■ Aim of the task ■
Extract each line holding the word "below" from the entries.

■ Data in this exercise ■
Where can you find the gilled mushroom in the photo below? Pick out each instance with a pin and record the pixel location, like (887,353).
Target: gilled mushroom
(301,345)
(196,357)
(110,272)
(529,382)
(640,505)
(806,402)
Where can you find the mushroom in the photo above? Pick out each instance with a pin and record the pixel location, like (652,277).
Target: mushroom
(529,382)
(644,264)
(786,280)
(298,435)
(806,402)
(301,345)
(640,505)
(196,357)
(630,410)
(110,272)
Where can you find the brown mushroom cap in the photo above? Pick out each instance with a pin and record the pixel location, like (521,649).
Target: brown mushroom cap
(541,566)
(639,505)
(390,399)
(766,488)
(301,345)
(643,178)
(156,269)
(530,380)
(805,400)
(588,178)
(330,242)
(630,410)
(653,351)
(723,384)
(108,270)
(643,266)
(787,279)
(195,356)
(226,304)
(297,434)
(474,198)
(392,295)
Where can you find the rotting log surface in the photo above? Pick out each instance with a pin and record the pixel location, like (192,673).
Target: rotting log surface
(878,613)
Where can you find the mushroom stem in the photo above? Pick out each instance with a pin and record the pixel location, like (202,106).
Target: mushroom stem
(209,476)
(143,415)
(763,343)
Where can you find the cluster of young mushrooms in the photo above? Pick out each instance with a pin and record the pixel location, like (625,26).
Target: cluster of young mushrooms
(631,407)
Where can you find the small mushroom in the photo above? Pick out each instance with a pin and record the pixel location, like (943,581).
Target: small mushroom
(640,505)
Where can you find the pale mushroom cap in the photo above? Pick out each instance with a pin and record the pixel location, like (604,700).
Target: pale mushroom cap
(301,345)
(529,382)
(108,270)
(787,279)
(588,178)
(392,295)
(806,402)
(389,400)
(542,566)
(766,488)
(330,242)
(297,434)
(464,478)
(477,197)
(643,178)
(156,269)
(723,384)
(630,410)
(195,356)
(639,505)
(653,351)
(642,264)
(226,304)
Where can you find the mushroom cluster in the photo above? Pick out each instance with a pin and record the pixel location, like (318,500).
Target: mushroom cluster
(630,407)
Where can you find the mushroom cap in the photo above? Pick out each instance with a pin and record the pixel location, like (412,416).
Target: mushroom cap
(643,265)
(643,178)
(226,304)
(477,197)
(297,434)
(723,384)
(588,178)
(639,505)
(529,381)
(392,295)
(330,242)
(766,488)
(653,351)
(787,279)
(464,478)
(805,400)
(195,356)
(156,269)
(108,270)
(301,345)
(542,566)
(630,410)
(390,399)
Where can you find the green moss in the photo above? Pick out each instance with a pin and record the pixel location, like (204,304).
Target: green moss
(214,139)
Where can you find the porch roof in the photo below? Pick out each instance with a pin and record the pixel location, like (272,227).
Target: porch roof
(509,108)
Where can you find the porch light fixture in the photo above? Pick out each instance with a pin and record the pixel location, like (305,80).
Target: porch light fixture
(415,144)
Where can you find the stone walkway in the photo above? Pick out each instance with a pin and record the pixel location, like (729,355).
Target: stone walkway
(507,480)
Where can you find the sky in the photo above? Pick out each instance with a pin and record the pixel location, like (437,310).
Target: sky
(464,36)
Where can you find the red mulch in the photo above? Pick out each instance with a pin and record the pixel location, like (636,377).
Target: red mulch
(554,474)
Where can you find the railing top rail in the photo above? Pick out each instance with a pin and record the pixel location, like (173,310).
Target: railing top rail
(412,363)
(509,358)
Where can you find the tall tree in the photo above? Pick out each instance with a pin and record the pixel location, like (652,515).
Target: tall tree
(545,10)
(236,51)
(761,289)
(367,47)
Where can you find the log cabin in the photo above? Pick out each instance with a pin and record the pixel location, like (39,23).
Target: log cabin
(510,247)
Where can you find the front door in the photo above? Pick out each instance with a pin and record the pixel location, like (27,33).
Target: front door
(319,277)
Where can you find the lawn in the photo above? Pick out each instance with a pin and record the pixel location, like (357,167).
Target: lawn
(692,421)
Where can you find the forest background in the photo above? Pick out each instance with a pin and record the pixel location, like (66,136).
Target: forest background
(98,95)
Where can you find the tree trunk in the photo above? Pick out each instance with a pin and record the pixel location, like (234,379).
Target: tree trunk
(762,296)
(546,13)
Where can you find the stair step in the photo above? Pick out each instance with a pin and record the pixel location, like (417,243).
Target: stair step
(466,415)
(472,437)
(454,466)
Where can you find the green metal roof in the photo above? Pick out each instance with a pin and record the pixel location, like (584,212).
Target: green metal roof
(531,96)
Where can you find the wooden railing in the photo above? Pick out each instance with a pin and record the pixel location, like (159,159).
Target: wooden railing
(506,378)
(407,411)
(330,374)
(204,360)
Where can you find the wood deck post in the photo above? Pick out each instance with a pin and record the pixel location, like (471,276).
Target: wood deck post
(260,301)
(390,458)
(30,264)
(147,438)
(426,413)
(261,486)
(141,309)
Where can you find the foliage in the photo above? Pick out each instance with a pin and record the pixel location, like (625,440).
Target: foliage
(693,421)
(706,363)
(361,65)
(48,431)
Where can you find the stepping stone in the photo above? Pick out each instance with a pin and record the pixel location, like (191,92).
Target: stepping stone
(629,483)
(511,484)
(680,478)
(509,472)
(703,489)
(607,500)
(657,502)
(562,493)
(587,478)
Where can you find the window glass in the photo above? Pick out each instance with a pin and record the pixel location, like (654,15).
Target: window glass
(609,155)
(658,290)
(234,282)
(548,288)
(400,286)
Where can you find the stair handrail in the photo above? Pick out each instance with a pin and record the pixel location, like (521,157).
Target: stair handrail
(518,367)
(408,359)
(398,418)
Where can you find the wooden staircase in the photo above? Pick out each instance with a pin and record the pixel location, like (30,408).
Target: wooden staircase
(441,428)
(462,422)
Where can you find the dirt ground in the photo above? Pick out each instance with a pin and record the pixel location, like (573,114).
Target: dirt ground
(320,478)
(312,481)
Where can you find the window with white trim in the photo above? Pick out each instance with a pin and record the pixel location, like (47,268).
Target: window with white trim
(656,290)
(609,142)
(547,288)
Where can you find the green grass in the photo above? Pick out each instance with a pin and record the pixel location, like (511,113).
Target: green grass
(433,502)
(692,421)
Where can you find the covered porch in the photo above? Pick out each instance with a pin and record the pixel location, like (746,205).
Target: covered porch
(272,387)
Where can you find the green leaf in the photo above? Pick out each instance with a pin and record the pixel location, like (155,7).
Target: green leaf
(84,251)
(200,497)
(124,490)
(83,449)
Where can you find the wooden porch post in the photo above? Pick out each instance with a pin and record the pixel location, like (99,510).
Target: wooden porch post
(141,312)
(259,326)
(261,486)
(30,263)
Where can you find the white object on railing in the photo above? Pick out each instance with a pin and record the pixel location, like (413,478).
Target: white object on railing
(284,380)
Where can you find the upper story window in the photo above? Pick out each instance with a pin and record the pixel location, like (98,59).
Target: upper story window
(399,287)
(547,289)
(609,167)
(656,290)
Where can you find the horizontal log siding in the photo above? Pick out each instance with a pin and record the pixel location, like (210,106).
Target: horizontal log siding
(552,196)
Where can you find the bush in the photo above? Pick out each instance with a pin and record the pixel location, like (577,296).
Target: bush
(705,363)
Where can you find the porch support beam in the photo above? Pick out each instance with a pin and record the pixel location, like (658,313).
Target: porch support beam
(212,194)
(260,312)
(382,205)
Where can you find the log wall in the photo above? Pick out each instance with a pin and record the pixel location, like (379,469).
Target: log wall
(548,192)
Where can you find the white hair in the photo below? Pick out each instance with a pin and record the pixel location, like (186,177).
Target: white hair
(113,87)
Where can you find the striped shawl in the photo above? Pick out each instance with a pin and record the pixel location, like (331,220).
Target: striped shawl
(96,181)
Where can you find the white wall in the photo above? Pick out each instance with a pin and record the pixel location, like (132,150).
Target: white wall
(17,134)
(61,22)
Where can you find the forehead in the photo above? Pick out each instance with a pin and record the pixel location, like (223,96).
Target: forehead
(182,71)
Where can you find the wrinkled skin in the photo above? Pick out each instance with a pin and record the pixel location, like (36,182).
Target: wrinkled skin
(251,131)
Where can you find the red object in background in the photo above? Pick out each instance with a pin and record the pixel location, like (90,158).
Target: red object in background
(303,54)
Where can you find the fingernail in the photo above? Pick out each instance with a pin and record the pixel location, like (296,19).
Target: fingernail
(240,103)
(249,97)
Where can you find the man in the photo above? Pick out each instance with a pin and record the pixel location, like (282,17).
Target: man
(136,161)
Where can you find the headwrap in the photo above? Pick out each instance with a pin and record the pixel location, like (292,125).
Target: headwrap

■ Task result ■
Where can you find the gilled mushroom in the photo below? Pick out each instance with a pin and record the pixel location, like (887,353).
Where can you find the porch roof in the photo below? Pick out each instance with a pin and record the pixel location, like (272,227).
Where can you find the white hair in the photo below? Pick out each instance with a pin and record the pixel location, like (186,177).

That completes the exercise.